Given task →
Turn the lines of the listing below, from the one containing "trace --target forehead" through the one containing "[[[120,114],[120,55],[54,51],[0,56],[0,106],[63,115]]]", inclusive, into a Markdown table with a Row column numbering each line and a Line column holding it, skipping blank lines. Omit the pictures from your answer.

+++

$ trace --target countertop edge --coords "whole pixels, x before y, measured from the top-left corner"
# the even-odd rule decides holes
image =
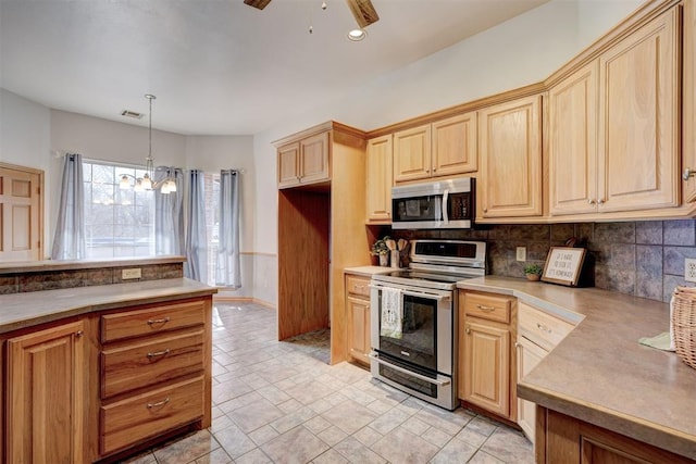
[[[159,286],[159,288],[147,288],[148,284],[150,286]],[[163,285],[167,284],[171,285],[162,287]],[[124,289],[135,291],[125,296],[123,292]],[[20,294],[26,296],[25,298],[27,299],[36,297],[51,298],[52,296],[66,293],[69,291],[79,293],[80,290],[83,290],[83,292],[85,292],[86,290],[89,290],[91,292],[98,290],[111,290],[113,297],[99,297],[99,301],[96,303],[75,303],[69,301],[63,309],[59,309],[50,313],[47,312],[37,314],[35,316],[27,316],[24,318],[9,321],[7,323],[0,323],[0,335],[99,311],[126,308],[136,304],[160,303],[165,301],[178,300],[182,299],[182,297],[197,298],[212,296],[217,292],[217,289],[214,287],[208,287],[203,284],[199,285],[199,283],[184,277],[175,279],[149,280],[147,283],[127,283],[94,287],[78,287],[71,289],[45,290]]]

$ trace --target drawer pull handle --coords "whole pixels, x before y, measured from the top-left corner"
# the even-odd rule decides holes
[[[551,333],[551,329],[546,327],[544,324],[536,323],[536,328],[538,328],[539,330],[544,330],[546,333],[549,333],[549,334]]]
[[[171,319],[170,319],[170,316],[166,316],[166,317],[161,318],[161,319],[148,319],[148,325],[154,325],[154,324],[166,324],[166,323],[169,323],[170,321],[171,321]]]
[[[164,351],[156,351],[153,352],[149,352],[148,353],[148,359],[152,359],[152,358],[159,358],[159,356],[166,356],[167,354],[170,354],[170,349],[167,348]]]
[[[151,410],[152,407],[163,406],[169,402],[170,402],[170,397],[166,397],[165,399],[163,399],[162,401],[158,401],[157,403],[148,403],[148,410]]]

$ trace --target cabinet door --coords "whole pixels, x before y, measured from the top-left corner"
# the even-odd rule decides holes
[[[8,340],[9,462],[85,462],[83,333],[75,322]]]
[[[481,217],[542,214],[542,96],[478,113]]]
[[[370,302],[368,300],[348,297],[348,342],[349,354],[370,364]]]
[[[684,2],[684,104],[682,130],[682,167],[696,172],[696,0]],[[696,200],[696,176],[683,184],[684,202]]]
[[[599,57],[600,212],[679,203],[678,21],[672,9]]]
[[[300,140],[300,181],[328,180],[328,133]]]
[[[0,261],[41,259],[41,175],[0,164]]]
[[[464,324],[464,400],[510,414],[510,330],[475,319]]]
[[[549,208],[554,215],[597,212],[597,79],[599,63],[548,92]]]
[[[368,222],[391,221],[391,135],[368,141]]]
[[[524,337],[518,337],[518,383],[546,356],[547,351]],[[536,403],[518,398],[518,424],[532,443],[536,430]]]
[[[433,176],[472,173],[478,168],[476,113],[433,123]]]
[[[394,134],[394,181],[431,176],[431,125]]]
[[[300,145],[298,142],[278,148],[278,188],[300,183],[299,156]]]

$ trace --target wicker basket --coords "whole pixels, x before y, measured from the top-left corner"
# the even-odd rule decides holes
[[[678,287],[674,290],[672,328],[676,354],[696,368],[696,288]]]

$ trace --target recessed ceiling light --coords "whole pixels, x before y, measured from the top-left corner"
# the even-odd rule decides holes
[[[348,33],[348,40],[352,40],[353,42],[359,42],[365,37],[368,37],[368,33],[365,33],[364,29],[352,29]]]

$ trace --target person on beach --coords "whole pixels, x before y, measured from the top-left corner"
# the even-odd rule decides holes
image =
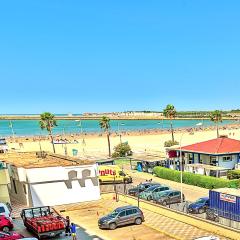
[[[77,231],[76,231],[76,225],[74,223],[71,223],[71,233],[72,233],[72,240],[77,240]]]
[[[70,218],[66,216],[66,223],[65,223],[65,236],[71,236],[71,228],[70,228]]]

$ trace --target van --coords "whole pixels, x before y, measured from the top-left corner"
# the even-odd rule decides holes
[[[0,203],[0,215],[11,217],[12,208],[8,203]]]
[[[112,213],[101,217],[98,220],[100,229],[114,230],[118,226],[128,224],[140,225],[144,221],[143,212],[134,206],[124,206],[116,208]]]
[[[124,173],[117,165],[98,166],[99,182],[101,183],[131,183],[132,177]]]

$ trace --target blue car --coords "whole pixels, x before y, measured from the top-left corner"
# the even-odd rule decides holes
[[[209,208],[209,198],[199,198],[196,202],[188,206],[189,213],[204,213]]]

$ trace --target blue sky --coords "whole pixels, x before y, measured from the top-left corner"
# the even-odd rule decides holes
[[[3,113],[239,108],[240,2],[0,2]]]

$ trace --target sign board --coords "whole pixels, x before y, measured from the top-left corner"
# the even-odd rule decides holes
[[[233,195],[220,193],[220,200],[225,201],[225,202],[236,203],[237,198],[236,198],[236,196],[233,196]]]

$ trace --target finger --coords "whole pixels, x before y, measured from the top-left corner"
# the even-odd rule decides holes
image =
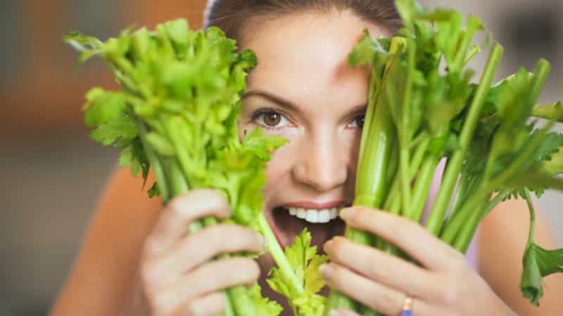
[[[225,296],[215,292],[194,300],[187,308],[186,316],[216,316],[225,307]]]
[[[428,284],[435,283],[431,273],[379,249],[336,237],[324,244],[324,252],[331,261],[378,283],[418,297],[438,295],[428,289]]]
[[[212,261],[180,275],[174,284],[160,290],[156,294],[154,305],[160,310],[175,308],[198,296],[253,283],[259,275],[258,265],[252,259],[232,258]]]
[[[250,228],[232,224],[218,224],[184,238],[165,257],[145,263],[151,270],[147,282],[155,288],[173,283],[179,275],[224,253],[258,252],[264,238]]]
[[[336,263],[324,265],[320,269],[327,284],[337,291],[343,293],[381,313],[400,313],[407,297],[405,294],[372,281]],[[415,301],[413,306],[416,304],[417,315],[433,315],[431,312],[434,310],[425,301],[418,299]]]
[[[350,310],[332,310],[329,312],[329,316],[360,316],[360,314]]]
[[[158,256],[170,249],[186,235],[189,224],[205,216],[226,218],[231,208],[218,192],[209,189],[194,190],[171,200],[147,238],[148,256]]]
[[[429,269],[443,270],[458,265],[454,259],[464,260],[460,252],[407,218],[367,207],[345,209],[340,214],[346,224],[388,240]]]

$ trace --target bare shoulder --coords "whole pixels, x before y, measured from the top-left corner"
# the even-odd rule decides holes
[[[147,181],[146,187],[152,183]],[[109,179],[51,316],[115,316],[132,291],[146,237],[162,209],[129,169]]]
[[[479,269],[493,289],[518,315],[561,315],[563,275],[552,275],[544,279],[544,297],[540,300],[539,308],[522,298],[519,290],[529,218],[526,202],[522,199],[509,200],[499,204],[481,225]],[[536,222],[536,242],[544,248],[557,248],[551,228],[538,209]]]

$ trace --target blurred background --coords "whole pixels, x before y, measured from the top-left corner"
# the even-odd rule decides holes
[[[498,77],[539,58],[552,64],[541,98],[560,100],[561,0],[422,0],[484,21],[505,48]],[[201,27],[205,0],[0,1],[0,316],[46,315],[77,254],[118,152],[88,138],[80,106],[94,86],[117,88],[104,65],[75,71],[71,29],[103,39],[179,17]],[[476,59],[480,69],[483,60]],[[563,243],[563,195],[539,205]],[[117,316],[117,315],[116,315]]]

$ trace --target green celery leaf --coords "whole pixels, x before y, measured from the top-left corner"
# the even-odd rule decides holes
[[[277,316],[283,310],[279,304],[262,296],[261,289],[258,283],[255,283],[248,291],[255,305],[257,315]]]
[[[317,254],[317,246],[310,243],[311,235],[305,228],[296,237],[293,244],[284,249],[296,276],[303,284],[302,294],[293,292],[289,280],[284,279],[277,268],[270,270],[271,277],[267,280],[272,289],[287,298],[296,316],[322,316],[324,312],[326,298],[317,294],[324,287],[319,266],[325,263],[328,257]]]
[[[524,296],[538,306],[543,296],[542,278],[553,273],[563,272],[563,248],[546,250],[536,243],[526,249],[523,260],[524,271],[520,288]]]
[[[165,157],[173,157],[176,150],[170,142],[164,136],[154,132],[149,132],[146,136],[146,141],[159,154]]]
[[[90,133],[90,138],[104,146],[123,147],[137,136],[137,129],[131,118],[121,113],[113,120],[101,124]]]
[[[87,111],[84,119],[90,127],[107,123],[123,113],[126,109],[122,93],[105,91],[94,88],[86,95],[87,103],[82,108]]]
[[[551,159],[542,162],[542,170],[550,175],[563,173],[563,147],[551,156]]]
[[[148,197],[153,198],[154,197],[158,197],[160,195],[160,192],[158,190],[158,185],[156,185],[156,182],[153,183],[153,185],[148,189]]]

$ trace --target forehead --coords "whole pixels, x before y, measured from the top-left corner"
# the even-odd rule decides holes
[[[307,98],[347,87],[363,88],[367,73],[350,67],[348,55],[365,28],[372,36],[382,34],[378,26],[349,11],[305,12],[249,22],[241,46],[255,51],[258,65],[248,76],[248,89]]]

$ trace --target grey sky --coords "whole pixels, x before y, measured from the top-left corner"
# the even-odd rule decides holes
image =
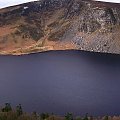
[[[34,0],[0,0],[0,8],[8,7],[11,5],[17,5],[20,3],[25,3]],[[116,2],[120,3],[120,0],[97,0],[97,1],[106,1],[106,2]]]

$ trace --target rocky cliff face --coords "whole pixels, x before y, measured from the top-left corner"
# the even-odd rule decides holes
[[[120,54],[120,4],[40,0],[0,10],[0,54],[66,49]]]

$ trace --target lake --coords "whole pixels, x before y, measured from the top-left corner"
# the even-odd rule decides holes
[[[120,55],[52,51],[0,56],[0,106],[63,115],[120,114]]]

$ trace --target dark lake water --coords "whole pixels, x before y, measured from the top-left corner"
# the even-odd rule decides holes
[[[120,114],[120,55],[54,51],[0,56],[0,106],[63,115]]]

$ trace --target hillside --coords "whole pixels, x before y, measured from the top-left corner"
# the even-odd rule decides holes
[[[120,54],[120,4],[40,0],[0,9],[0,54],[66,49]]]

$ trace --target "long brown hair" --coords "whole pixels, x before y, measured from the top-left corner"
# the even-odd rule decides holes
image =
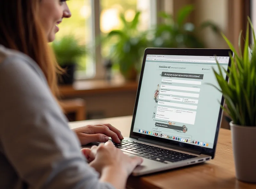
[[[40,23],[39,0],[4,0],[0,5],[0,44],[33,59],[43,71],[54,95],[58,66]]]

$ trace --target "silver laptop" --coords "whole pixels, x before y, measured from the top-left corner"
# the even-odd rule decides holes
[[[218,69],[216,59],[228,71],[231,53],[146,49],[130,137],[115,144],[125,153],[144,159],[133,175],[213,158],[224,100],[209,84],[217,85],[213,70]]]

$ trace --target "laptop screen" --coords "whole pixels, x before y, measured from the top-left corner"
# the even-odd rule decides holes
[[[133,132],[213,148],[222,97],[209,84],[218,86],[216,58],[227,70],[228,57],[147,55]]]

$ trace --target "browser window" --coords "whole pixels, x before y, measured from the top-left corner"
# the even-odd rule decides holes
[[[148,55],[133,132],[213,148],[222,96],[209,85],[217,86],[216,59],[227,70],[228,57]]]

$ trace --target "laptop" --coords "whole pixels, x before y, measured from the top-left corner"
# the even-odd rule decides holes
[[[232,53],[229,49],[145,50],[130,137],[115,144],[143,158],[132,175],[213,159],[224,99],[211,85],[218,86],[213,69],[218,70],[217,59],[228,72]]]

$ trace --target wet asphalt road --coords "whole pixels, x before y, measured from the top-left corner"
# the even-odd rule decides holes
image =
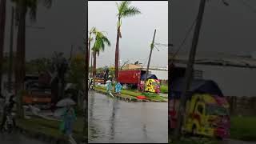
[[[90,92],[89,142],[168,142],[167,102],[126,102]]]
[[[27,138],[18,133],[0,133],[1,144],[47,144],[39,140]]]

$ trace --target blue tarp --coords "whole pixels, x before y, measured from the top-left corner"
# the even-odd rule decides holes
[[[146,78],[146,74],[143,74],[141,77],[141,80],[144,81],[145,78]],[[155,76],[154,74],[148,74],[146,79],[148,78],[158,79],[157,76]]]
[[[184,78],[179,78],[171,82],[170,85],[170,98],[179,98],[182,94],[182,90],[184,86]],[[188,97],[191,94],[210,94],[213,95],[218,95],[222,97],[223,94],[218,84],[212,80],[204,79],[193,79],[190,84],[190,87],[188,91]]]

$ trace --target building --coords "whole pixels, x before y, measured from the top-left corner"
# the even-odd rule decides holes
[[[168,80],[168,67],[158,67],[158,66],[150,66],[149,68],[149,73],[155,74],[160,80]],[[142,67],[142,65],[138,64],[126,64],[122,70],[146,70],[146,67]]]
[[[181,53],[174,63],[186,67],[187,58],[188,54]],[[256,59],[225,54],[198,53],[194,62],[194,70],[216,82],[225,96],[256,97],[255,68]]]

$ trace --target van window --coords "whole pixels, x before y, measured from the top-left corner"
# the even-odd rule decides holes
[[[202,114],[203,107],[202,107],[202,105],[198,105],[198,111],[200,114]]]

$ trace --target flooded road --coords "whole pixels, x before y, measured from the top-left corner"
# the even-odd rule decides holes
[[[18,133],[0,133],[0,142],[1,144],[46,144],[46,142],[27,138]]]
[[[89,142],[167,143],[167,102],[126,102],[90,92]]]

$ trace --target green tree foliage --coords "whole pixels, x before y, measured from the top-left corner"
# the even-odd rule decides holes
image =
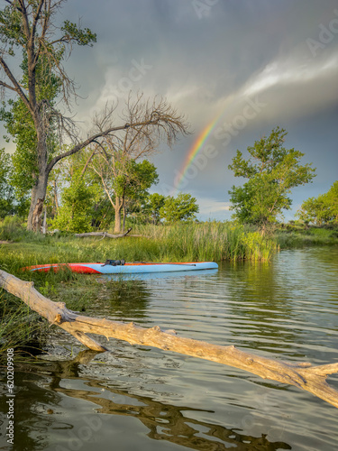
[[[151,217],[152,224],[157,225],[160,223],[161,218],[160,211],[164,207],[165,201],[166,197],[161,194],[153,193],[148,196],[144,205],[144,211]]]
[[[94,193],[80,174],[76,174],[61,195],[59,214],[51,221],[53,228],[74,234],[89,232],[94,204]]]
[[[190,194],[179,193],[177,198],[166,198],[163,207],[160,208],[160,216],[167,223],[175,223],[195,219],[198,211],[196,198],[192,198]]]
[[[39,230],[48,177],[58,161],[52,158],[56,127],[67,123],[55,99],[59,97],[68,106],[69,96],[75,94],[62,60],[73,44],[96,41],[90,30],[69,21],[55,26],[54,14],[61,3],[8,1],[0,11],[0,88],[15,96],[3,104],[0,116],[17,144],[14,183],[19,192],[32,189],[27,226],[33,230]],[[19,58],[21,70],[14,71]]]
[[[245,160],[240,151],[229,169],[235,177],[248,179],[241,187],[229,190],[231,209],[241,223],[265,226],[273,223],[283,209],[289,209],[291,189],[305,185],[315,176],[310,164],[300,164],[304,153],[283,147],[288,133],[277,127],[269,137],[248,147],[251,155]]]
[[[10,184],[11,158],[5,149],[0,149],[0,217],[14,212],[14,192]]]
[[[333,184],[327,193],[304,201],[297,212],[297,216],[304,222],[318,226],[338,225],[338,180]]]

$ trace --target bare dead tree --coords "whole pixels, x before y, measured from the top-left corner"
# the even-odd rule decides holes
[[[165,101],[143,102],[142,96],[136,102],[127,101],[127,122],[115,124],[113,107],[107,107],[96,116],[93,133],[87,139],[75,140],[68,152],[50,157],[49,137],[59,131],[59,136],[75,138],[76,127],[71,118],[60,114],[48,98],[39,98],[39,86],[56,76],[63,103],[69,106],[70,98],[76,95],[76,85],[62,66],[64,55],[69,55],[74,44],[92,45],[96,35],[89,29],[81,29],[69,21],[59,28],[54,16],[64,0],[6,0],[6,6],[0,11],[0,69],[2,78],[0,89],[10,91],[23,103],[32,116],[36,133],[36,163],[34,184],[32,189],[31,207],[27,228],[40,230],[43,202],[50,170],[60,160],[86,148],[91,143],[103,141],[117,132],[128,131],[128,134],[147,134],[149,127],[157,130],[158,138],[166,136],[172,144],[179,133],[186,133],[187,124],[183,116]],[[14,50],[23,52],[26,70],[18,75],[10,67],[9,60]],[[13,68],[15,62],[13,64]],[[24,76],[24,77],[23,77]],[[44,78],[45,77],[45,78]],[[22,79],[26,78],[23,85]],[[40,84],[40,85],[39,85]],[[137,132],[139,131],[139,132]]]
[[[96,116],[98,130],[104,131],[110,125],[112,113],[106,109],[103,115]],[[125,190],[114,192],[114,181],[118,176],[128,176],[129,161],[137,161],[158,152],[163,141],[171,147],[179,134],[187,133],[188,128],[184,117],[165,99],[155,97],[151,100],[140,93],[135,97],[129,95],[121,119],[125,123],[125,128],[105,134],[100,143],[96,140],[87,164],[100,178],[114,209],[115,233],[121,232],[121,213],[126,198]]]

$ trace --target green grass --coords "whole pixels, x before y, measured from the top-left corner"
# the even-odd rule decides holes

+++

Full answer →
| Row | Line |
|---|---|
| 1 | $ trace --target forehead --coords "whole pixels, x before y, measured from the top-left corner" |
| 2 | # the even-odd rule decides holes |
| 3 | [[[307,98],[347,87],[363,88],[367,73],[350,67],[348,55],[365,28],[372,36],[382,34],[378,26],[349,11],[305,12],[249,22],[241,46],[255,51],[258,65],[248,76],[248,89]]] |
| 4 | $ trace --target grey sky --coords "whole pixels, x before y, measured from the top-left corner" |
| 5 | # the even-odd rule decides holes |
| 6 | image = |
| 7 | [[[34,0],[0,0],[0,8],[8,7],[11,5],[17,5],[20,3],[25,3]],[[116,2],[120,3],[120,0],[97,0],[97,1],[106,1],[106,2]]] |
| 8 | $ trace --target rocky cliff face --coords "whole pixels, x before y, measured from the top-left corner" |
| 9 | # the even-odd rule decides holes |
| 10 | [[[120,54],[120,4],[40,0],[0,10],[0,54],[66,49]]] |
| 11 | $ trace --target lake --coords "whole pixels, x before y, measured from the top-left corner" |
| 12 | # the even-odd rule decides holes |
| 13 | [[[120,55],[52,51],[0,56],[0,106],[63,115],[120,114]]] |
| 14 | $ trace --target dark lake water --coords "whole pixels, x before y, measured from the top-left corner" |
| 15 | # the even-odd rule decides holes |
| 16 | [[[120,114],[120,55],[54,51],[0,56],[0,106],[63,115]]] |